▸ Was benötigt wird: Setze bitte den Text über Kammermusik von Ravel und Françaix dort fort, wo er aufhört.

▸ Dokumentauszug:
┏━━

Fast unmerklich wechselt Melodieführung und Begleitung zwischen den beiden Instrumenten hin und her, die absolut ebenbürtig behandelt sind. Ravel experimentierte in diesem Stück mit den unterschiedlichsten Spieltechniken. Unter anderem zeigt sich dies auch in Passagen, in denen man anstelle des Cellos einen Kontrabass in Jazzmanier zu hören meint. Skurrilität offenbart sich im letzten Satz, der nach Ravels eigener Beschreibung wie ein „lapin mécanique“, ein mechanischer Spielzeughase, zu spielen ist und mit seinen extremen Pizzicati so manchen schmunzeln lässt. Ganz im Sinn einer „musique pour faire plaisir“ präsentiert sich Jean Françaix' Trio für Violine, Viola und Violoncello verspielt und ohne großen emotionalen Anspruch. Die überbordende Vielfalt, kunstvoll in Form gegossen, verlangt den Interpreten einiges ab.

┗━━

Annotationsdaten zu Bildgrenzen
┏━━

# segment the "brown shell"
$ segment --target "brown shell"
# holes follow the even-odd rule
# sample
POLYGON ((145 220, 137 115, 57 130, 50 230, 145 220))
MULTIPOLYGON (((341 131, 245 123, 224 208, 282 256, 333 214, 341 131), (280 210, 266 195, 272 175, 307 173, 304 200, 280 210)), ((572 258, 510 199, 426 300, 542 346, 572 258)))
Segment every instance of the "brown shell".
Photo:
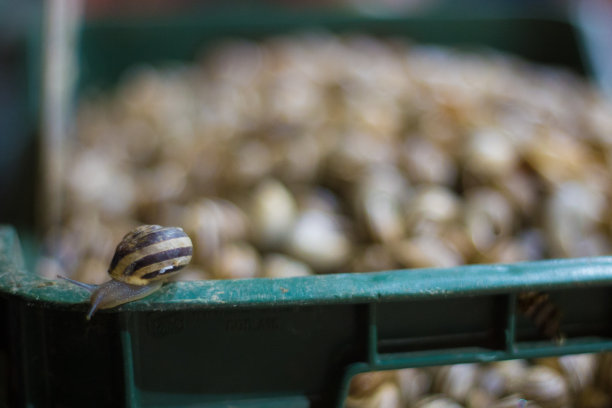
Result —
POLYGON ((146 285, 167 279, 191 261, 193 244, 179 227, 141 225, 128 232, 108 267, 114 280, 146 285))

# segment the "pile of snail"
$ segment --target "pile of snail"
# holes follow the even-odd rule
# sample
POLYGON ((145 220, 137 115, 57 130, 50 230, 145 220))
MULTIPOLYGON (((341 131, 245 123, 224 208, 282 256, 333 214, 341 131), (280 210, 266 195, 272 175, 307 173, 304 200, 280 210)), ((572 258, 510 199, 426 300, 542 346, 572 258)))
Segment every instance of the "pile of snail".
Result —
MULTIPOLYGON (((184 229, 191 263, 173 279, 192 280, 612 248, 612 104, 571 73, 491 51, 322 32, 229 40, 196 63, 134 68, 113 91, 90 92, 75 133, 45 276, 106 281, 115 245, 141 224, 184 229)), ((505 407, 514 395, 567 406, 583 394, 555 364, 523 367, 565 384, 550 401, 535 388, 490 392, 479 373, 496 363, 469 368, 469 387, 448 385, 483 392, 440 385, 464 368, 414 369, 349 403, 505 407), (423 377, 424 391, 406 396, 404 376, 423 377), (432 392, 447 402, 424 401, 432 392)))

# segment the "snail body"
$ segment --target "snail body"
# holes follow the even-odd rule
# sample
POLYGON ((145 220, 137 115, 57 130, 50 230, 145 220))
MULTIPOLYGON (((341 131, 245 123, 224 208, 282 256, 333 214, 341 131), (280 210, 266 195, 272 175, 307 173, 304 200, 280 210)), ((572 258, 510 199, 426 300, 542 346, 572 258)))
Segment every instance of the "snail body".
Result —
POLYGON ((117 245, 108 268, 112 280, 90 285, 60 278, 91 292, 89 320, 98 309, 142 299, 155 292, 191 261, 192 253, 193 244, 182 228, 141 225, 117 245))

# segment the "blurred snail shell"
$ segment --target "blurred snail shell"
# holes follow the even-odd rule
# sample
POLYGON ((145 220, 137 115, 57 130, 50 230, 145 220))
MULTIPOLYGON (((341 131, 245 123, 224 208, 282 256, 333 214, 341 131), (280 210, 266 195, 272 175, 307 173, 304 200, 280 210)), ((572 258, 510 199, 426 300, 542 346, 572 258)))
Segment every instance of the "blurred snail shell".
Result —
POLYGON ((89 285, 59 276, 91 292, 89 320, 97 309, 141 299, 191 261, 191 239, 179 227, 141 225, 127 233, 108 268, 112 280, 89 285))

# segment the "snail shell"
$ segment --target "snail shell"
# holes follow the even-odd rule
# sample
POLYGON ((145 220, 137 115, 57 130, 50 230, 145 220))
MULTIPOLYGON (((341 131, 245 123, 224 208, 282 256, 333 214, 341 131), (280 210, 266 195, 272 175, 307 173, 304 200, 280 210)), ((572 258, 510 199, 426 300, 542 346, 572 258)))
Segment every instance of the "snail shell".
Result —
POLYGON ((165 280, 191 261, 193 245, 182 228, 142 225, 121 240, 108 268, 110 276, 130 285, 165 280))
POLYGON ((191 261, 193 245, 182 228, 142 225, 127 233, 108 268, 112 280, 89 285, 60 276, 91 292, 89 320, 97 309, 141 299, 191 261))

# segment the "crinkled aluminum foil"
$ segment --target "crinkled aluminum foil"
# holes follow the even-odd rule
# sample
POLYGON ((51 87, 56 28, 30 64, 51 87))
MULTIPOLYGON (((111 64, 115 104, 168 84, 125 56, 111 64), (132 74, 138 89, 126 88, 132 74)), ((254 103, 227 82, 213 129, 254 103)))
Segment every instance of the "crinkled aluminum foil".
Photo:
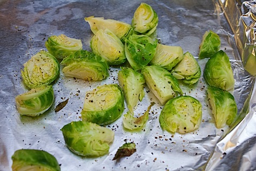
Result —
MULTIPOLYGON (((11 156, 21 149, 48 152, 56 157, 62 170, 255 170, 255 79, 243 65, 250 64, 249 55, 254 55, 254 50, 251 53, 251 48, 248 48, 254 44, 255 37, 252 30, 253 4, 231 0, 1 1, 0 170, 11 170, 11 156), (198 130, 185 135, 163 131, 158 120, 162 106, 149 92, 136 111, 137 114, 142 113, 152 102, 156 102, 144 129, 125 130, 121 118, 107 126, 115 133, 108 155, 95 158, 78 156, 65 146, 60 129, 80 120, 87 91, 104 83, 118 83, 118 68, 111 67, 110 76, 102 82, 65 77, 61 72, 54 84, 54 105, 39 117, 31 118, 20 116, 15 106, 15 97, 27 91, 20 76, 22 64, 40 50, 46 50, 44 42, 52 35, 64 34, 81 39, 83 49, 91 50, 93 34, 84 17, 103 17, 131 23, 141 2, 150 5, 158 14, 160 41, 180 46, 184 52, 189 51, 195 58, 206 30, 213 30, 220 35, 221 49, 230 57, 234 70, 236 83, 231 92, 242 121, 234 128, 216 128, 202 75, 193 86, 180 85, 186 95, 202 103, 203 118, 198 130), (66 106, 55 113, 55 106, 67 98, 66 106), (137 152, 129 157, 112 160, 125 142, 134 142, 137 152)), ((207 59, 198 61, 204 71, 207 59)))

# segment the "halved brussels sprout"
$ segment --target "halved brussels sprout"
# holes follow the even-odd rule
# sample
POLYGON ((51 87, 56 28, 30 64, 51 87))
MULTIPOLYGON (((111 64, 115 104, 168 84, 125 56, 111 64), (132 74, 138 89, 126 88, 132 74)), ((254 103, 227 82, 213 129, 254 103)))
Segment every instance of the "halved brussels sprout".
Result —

┗━━

▸ Antwort zur Übung:
Auch das ist Kammermusik: Gabriel Faurés Klavierquartett in c-Moll op. 15 lässt mit fast orchestralem Klang raumfüllend ein impressionistisches Bild entstehen, reich an Farben und Stimmungen. Tänzelnd, phasenweise in melodischer Schwermut versinkend, beweist Markus Schirmer flinke Finger und großes Einfühlungsvermögen. Harmonisch zu einer Einheit verschmelzend, ordnen Christian Altenburger (Violine), Thomas Selditz (Viola) und Patrick Demenga (Violoncello) ihr solistisches Können ganz dem Ensemblegedanken unter. Dank der hervorragenden akustischen Bedingungen in der Stiftsbibliothek und des außergewöhnlichen Ambientes gerät der Abend – entsprechend dem Festivalmotto – „inspirierend“.